## begin SUPPLIED DATA

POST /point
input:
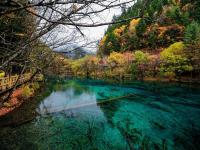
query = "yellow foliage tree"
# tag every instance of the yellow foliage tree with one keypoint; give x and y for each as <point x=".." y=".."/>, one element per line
<point x="118" y="31"/>
<point x="133" y="24"/>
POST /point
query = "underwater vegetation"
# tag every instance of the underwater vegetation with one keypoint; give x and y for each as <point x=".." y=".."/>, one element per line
<point x="91" y="114"/>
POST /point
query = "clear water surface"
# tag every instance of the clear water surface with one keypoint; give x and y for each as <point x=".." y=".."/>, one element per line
<point x="97" y="115"/>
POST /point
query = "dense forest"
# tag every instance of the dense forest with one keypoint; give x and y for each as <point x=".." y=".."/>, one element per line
<point x="165" y="39"/>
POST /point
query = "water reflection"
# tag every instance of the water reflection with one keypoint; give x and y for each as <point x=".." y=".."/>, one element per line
<point x="147" y="120"/>
<point x="67" y="99"/>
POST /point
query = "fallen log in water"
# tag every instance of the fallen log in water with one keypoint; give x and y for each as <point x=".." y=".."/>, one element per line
<point x="100" y="102"/>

## end SUPPLIED DATA

* _EXERCISE AIM_
Reproduce every row above verbatim, omitting the pictures.

* _THE ANSWER_
POST /point
input:
query = "yellow foliage tree"
# tag every instance of the yellow foliage tree with one keypoint; give x and y for each as <point x=".." y=".."/>, one element per line
<point x="118" y="31"/>
<point x="133" y="24"/>
POST /point
query = "underwater vegetation"
# tag every instance of the underwater vegetation with one keypoint; give x and y for each as <point x=".." y=".."/>, one element per line
<point x="91" y="114"/>
POST /point
query = "clear water surface"
# tag every instance of the clear water surface with one keypoint; give x and y for each as <point x=".." y=".."/>, one element per line
<point x="97" y="115"/>
POST /point
query = "dense forest"
# tag every instance of the dense forest with one keypoint; give x and y for each as <point x=".." y=".."/>, one element per line
<point x="165" y="39"/>
POST /point
query = "water reflection"
# tag every instance of the water reflection with one keypoint; give x and y for each as <point x=".." y=".."/>, one element per line
<point x="147" y="120"/>
<point x="67" y="99"/>
POST /point
query = "fallen log in water"
# tag every instance of the fallen log in water with one keypoint; give x and y for each as <point x=".." y=".."/>, one element per line
<point x="100" y="102"/>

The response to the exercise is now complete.